_TASK DETAILS_
Give again only what runs from the line with "Question. Indicate a point on each instance of the mountain" to the final line of the entries below, exactly as written and without pictures.

_DATA UNDER STUDY_
=-=-=-=-=

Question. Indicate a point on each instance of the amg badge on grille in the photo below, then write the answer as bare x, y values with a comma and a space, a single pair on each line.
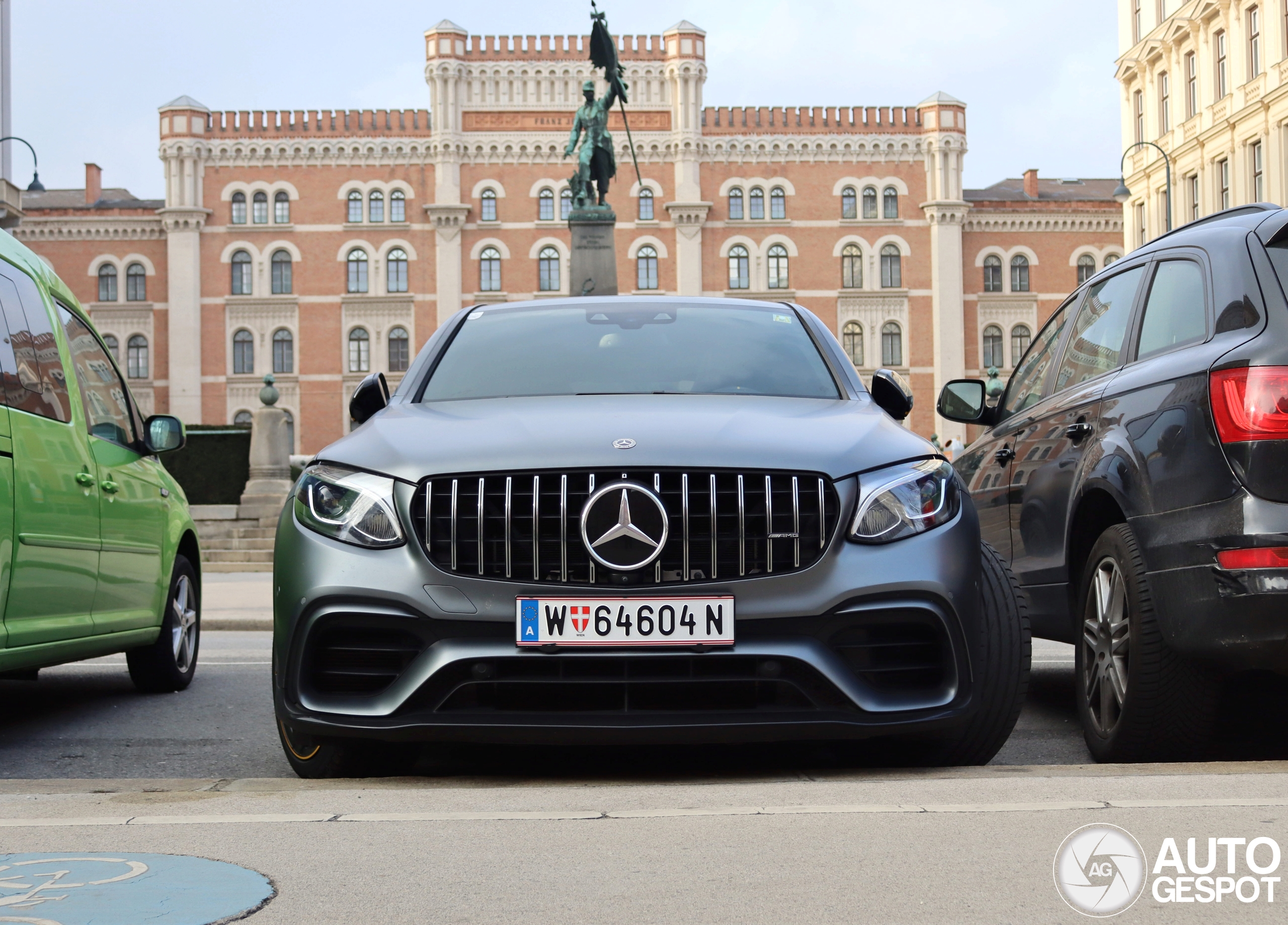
611, 532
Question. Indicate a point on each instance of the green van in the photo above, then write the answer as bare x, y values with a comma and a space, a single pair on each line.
98, 552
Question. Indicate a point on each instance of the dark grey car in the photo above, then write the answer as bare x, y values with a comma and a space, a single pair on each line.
638, 521
1135, 475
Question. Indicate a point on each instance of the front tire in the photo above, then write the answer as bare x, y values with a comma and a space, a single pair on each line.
171, 663
1138, 700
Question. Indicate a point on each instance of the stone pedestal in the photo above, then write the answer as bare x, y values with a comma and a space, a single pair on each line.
594, 256
270, 459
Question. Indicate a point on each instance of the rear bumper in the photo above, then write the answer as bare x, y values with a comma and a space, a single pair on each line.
872, 641
1236, 620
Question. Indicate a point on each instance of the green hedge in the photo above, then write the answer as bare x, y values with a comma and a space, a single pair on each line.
214, 466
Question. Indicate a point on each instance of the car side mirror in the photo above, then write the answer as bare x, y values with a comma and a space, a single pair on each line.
964, 401
370, 397
163, 433
892, 394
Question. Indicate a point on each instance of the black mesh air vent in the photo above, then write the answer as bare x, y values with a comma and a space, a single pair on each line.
360, 661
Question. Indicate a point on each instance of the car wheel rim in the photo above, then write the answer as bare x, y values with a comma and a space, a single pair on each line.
183, 633
1105, 646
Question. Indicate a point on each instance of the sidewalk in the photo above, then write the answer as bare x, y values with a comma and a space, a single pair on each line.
237, 601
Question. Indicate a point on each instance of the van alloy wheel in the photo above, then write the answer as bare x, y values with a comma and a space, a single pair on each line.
185, 629
1107, 646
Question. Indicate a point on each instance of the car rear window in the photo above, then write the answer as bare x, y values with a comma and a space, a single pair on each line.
630, 348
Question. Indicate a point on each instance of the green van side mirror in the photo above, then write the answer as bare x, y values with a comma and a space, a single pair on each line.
163, 433
964, 401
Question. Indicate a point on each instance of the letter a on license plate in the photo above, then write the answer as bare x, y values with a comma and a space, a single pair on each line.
625, 622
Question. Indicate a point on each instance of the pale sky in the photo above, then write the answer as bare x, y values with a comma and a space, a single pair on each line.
89, 75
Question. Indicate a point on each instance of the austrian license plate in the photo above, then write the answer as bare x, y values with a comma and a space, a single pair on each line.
624, 622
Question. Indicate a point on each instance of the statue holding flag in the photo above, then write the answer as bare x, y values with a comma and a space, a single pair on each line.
597, 163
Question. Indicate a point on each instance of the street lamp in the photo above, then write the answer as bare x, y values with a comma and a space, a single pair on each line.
36, 186
1122, 194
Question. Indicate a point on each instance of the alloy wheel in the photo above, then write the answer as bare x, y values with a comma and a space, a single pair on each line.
185, 628
1105, 646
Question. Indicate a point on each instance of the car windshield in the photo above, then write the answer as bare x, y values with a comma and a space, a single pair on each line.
631, 348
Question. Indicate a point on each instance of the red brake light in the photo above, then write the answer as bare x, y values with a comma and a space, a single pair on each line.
1251, 404
1265, 557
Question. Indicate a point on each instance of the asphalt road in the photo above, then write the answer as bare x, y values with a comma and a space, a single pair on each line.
774, 834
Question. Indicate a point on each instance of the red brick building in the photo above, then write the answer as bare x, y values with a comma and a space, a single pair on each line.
321, 245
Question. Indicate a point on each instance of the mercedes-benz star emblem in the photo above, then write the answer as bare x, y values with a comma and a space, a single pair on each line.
615, 536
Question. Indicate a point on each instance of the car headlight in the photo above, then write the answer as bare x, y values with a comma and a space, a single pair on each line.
347, 505
905, 500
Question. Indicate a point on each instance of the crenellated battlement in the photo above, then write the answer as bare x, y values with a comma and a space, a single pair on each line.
815, 120
332, 123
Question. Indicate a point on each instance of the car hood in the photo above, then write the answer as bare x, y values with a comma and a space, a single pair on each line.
838, 438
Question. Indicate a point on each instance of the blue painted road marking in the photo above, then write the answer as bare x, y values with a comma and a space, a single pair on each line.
125, 889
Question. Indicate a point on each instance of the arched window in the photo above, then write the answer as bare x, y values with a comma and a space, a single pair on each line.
548, 270
284, 351
852, 267
398, 350
107, 282
242, 273
736, 203
1020, 339
992, 273
892, 267
281, 267
137, 357
360, 351
852, 338
357, 271
891, 203
1019, 273
740, 270
777, 204
1086, 268
994, 347
646, 267
396, 271
136, 282
870, 203
490, 271
892, 344
777, 267
849, 204
244, 353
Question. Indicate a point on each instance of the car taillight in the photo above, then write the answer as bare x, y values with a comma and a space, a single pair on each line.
1264, 557
1251, 404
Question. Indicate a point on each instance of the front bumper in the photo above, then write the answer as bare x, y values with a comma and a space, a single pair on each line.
871, 641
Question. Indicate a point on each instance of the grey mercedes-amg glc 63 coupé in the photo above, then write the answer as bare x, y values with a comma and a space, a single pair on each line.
638, 519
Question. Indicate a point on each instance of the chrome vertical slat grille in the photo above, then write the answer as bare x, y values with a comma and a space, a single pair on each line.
526, 526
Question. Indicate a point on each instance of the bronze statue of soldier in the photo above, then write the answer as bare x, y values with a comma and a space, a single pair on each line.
596, 160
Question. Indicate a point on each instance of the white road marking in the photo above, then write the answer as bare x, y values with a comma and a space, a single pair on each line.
575, 815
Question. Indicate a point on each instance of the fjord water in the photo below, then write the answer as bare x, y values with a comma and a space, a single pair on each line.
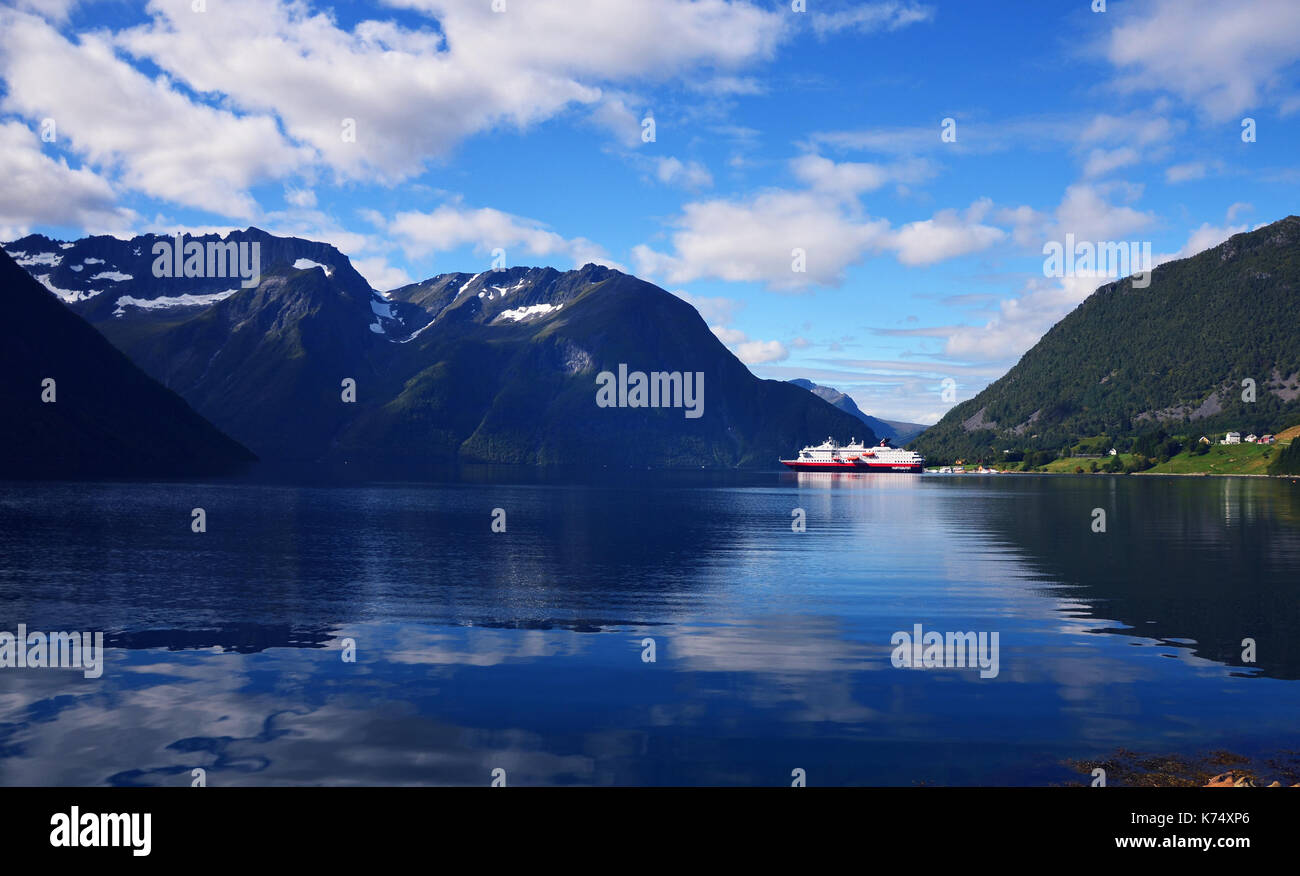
523, 650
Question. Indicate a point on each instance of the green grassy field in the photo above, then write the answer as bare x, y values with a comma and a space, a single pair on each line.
1221, 459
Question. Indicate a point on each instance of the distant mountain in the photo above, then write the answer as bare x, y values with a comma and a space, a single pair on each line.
497, 367
898, 433
1170, 356
107, 417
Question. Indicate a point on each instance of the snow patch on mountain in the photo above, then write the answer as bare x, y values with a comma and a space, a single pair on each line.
69, 295
33, 259
471, 282
303, 264
521, 313
169, 302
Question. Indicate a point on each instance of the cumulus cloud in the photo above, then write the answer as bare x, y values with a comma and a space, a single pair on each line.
870, 17
718, 309
791, 241
852, 178
416, 92
485, 229
947, 235
155, 138
42, 190
687, 174
749, 351
1184, 172
1223, 57
759, 239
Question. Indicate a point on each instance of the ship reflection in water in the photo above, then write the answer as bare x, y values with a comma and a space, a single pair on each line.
527, 649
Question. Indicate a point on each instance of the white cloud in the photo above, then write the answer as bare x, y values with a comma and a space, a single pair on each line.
304, 198
713, 309
852, 178
381, 274
869, 17
40, 190
1225, 57
1103, 161
947, 235
1184, 172
689, 174
755, 239
1086, 212
485, 229
417, 92
154, 137
752, 352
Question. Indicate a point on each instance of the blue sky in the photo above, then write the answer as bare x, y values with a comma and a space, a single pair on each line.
775, 130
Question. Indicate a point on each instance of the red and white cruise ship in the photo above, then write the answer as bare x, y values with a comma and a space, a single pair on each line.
856, 456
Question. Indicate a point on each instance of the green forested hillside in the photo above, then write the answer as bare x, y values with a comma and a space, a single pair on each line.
1170, 356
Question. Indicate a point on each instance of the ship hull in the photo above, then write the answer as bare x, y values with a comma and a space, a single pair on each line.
849, 468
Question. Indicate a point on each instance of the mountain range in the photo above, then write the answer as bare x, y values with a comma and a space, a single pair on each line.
493, 367
77, 407
1212, 345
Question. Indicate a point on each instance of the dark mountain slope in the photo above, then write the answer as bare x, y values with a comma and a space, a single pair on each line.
492, 367
108, 419
1174, 355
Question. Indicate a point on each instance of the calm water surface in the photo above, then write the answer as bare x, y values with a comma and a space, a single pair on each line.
523, 650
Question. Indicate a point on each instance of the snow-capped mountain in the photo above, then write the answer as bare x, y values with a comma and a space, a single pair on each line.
77, 407
498, 365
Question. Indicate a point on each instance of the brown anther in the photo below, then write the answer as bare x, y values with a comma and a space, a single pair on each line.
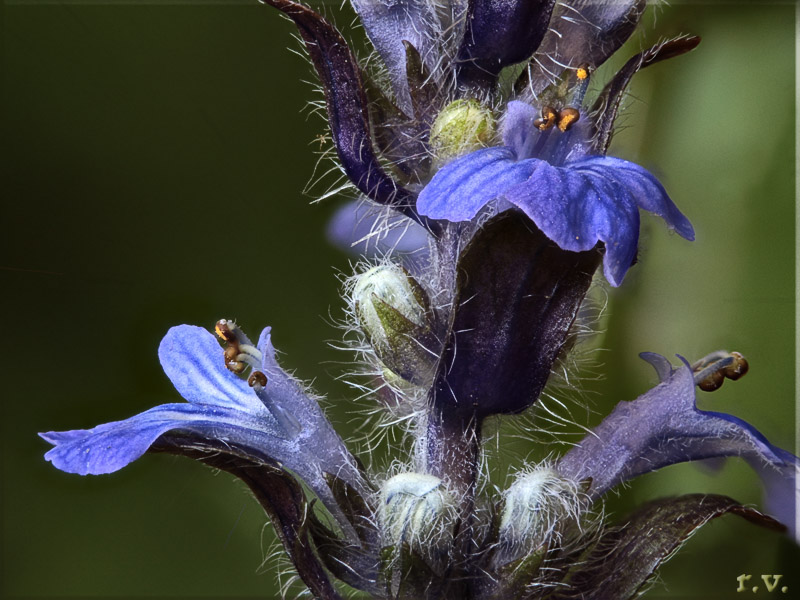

=-=-=-=-=

_YOUR SOLUTION_
Question. Indicate a point on each instance of the mountain range in the photo above, then write the answer as bare x, y values with a comma and a space, a single pair on each line.
493, 367
77, 407
1212, 345
Question. Indicate a point on each instance of the dark mountain slope in the photo above, then write the answer as bare x, y values with a comma and a space, a single pair on each line.
492, 367
108, 419
1174, 355
Question. Indicate a point on each instance of the calm water surface in the photo above, then write the answer as bare x, y values with a comma and a space, a single pair on each line.
523, 650
Question. Indicate a point on each instance of the snow-capped mountain in the photo above, then write the answer as bare x, y values with a comma and a space, a single pair on each line.
77, 407
498, 365
Question. Indicate a point on each instance of the brown anther in the photo below, then write the answer as bare x, y values with a comma and a space, a single pair on each line.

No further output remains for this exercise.